To be done »
Copy out each of the records below word for word, without changing anything.

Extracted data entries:

───

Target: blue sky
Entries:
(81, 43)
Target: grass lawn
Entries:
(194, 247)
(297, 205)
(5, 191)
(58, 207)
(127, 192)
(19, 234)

───

Written response »
Target: blue sky
Entries:
(81, 43)
Target: grass lawn
Entries:
(194, 247)
(297, 205)
(5, 191)
(58, 207)
(127, 192)
(19, 234)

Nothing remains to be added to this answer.